[Start of Attachment]

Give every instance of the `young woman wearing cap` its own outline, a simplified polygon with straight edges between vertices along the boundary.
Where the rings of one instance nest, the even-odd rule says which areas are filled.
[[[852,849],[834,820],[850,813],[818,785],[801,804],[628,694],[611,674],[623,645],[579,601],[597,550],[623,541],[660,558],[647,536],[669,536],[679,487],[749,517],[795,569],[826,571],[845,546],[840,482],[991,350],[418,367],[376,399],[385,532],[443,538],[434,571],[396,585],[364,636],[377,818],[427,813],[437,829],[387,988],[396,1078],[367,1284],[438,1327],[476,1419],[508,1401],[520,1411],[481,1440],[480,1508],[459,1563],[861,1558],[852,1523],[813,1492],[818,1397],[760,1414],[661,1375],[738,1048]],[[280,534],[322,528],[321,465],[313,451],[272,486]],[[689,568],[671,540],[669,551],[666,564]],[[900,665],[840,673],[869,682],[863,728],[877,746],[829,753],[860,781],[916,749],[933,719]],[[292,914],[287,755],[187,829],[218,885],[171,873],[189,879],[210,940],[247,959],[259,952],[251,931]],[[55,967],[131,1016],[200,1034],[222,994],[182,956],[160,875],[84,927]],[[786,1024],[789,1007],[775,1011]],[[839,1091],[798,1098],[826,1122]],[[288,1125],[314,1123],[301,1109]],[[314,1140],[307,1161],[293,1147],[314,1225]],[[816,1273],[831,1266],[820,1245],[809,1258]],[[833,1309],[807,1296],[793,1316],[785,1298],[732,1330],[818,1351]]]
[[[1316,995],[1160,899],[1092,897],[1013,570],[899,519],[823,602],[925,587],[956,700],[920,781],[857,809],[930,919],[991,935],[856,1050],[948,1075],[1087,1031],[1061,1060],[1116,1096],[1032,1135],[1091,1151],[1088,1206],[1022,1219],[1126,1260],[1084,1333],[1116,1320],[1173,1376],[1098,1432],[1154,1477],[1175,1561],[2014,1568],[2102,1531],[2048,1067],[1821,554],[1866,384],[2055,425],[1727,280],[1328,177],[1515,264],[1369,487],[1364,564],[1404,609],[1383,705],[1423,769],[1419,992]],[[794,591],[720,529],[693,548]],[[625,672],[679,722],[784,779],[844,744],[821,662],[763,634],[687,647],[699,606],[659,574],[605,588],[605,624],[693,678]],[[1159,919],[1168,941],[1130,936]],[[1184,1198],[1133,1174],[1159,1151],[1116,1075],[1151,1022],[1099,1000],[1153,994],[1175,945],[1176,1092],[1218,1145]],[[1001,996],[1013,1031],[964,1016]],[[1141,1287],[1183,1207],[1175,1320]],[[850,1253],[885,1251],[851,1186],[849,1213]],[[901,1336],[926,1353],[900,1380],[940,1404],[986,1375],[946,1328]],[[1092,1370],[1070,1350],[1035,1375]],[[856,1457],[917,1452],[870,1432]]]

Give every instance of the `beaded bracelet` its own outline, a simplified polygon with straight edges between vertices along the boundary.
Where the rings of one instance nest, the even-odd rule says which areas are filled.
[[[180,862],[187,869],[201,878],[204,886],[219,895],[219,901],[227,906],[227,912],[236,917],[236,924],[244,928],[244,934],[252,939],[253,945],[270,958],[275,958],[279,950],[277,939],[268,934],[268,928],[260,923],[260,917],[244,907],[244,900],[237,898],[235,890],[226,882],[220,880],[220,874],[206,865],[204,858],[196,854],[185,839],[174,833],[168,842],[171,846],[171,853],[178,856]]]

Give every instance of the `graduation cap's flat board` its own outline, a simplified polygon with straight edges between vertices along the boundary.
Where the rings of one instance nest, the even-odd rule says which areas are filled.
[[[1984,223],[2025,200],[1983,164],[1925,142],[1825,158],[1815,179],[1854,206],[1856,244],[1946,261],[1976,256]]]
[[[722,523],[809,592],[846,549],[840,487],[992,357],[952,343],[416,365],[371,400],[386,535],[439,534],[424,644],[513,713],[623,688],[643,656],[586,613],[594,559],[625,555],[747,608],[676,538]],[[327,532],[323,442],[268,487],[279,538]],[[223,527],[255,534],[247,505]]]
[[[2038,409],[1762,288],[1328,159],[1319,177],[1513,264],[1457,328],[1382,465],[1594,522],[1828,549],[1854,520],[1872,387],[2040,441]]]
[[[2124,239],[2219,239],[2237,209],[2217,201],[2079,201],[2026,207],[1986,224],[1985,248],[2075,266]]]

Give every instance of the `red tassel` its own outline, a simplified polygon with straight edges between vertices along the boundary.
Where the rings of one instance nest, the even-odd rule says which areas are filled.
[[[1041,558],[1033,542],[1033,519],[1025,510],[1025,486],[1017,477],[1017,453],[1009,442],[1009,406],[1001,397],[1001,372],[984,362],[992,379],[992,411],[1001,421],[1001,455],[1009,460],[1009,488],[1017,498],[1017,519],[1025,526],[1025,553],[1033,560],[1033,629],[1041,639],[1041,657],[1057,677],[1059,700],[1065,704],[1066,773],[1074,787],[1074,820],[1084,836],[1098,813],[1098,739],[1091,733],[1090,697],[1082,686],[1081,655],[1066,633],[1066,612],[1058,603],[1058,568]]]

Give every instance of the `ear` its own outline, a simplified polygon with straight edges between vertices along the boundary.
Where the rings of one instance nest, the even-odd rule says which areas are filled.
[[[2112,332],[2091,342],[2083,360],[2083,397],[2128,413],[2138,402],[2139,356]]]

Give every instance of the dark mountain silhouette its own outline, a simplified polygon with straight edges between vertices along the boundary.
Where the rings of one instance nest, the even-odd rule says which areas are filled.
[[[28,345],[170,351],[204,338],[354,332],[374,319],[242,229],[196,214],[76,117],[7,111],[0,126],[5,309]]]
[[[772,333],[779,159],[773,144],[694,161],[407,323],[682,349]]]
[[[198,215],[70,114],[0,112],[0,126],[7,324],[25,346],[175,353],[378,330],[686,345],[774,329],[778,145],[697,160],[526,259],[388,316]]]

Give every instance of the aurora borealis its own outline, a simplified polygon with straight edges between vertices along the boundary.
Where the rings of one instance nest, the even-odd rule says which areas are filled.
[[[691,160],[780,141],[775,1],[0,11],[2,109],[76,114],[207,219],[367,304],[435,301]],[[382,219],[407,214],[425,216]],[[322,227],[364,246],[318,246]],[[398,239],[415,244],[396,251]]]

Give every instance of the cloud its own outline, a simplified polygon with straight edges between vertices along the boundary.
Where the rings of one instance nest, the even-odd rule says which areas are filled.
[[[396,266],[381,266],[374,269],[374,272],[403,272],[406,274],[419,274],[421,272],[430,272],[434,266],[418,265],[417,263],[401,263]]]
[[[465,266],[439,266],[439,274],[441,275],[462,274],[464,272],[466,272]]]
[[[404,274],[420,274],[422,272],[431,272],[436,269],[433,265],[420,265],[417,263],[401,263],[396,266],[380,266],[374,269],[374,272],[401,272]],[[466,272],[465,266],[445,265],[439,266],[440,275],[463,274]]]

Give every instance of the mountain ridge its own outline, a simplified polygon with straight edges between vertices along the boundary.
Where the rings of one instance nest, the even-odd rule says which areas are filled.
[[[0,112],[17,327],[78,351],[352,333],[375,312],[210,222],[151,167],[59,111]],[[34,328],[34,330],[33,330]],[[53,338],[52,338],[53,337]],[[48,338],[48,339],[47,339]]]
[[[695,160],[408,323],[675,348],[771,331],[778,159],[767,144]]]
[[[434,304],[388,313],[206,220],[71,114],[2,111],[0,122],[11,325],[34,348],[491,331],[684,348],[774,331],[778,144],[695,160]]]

[End of Attachment]

### TASK INSTRUCTIONS
The job is to copy each line from the material above that holds the word "mountain".

### FINISHED TASK
Give every instance of the dark mountain silhouette its own outline, a simplified polygon with straight edges between vertices along the boundary.
Give every instance of the mountain ridge its own outline, a simplified polygon with straight edges between vertices along the boundary.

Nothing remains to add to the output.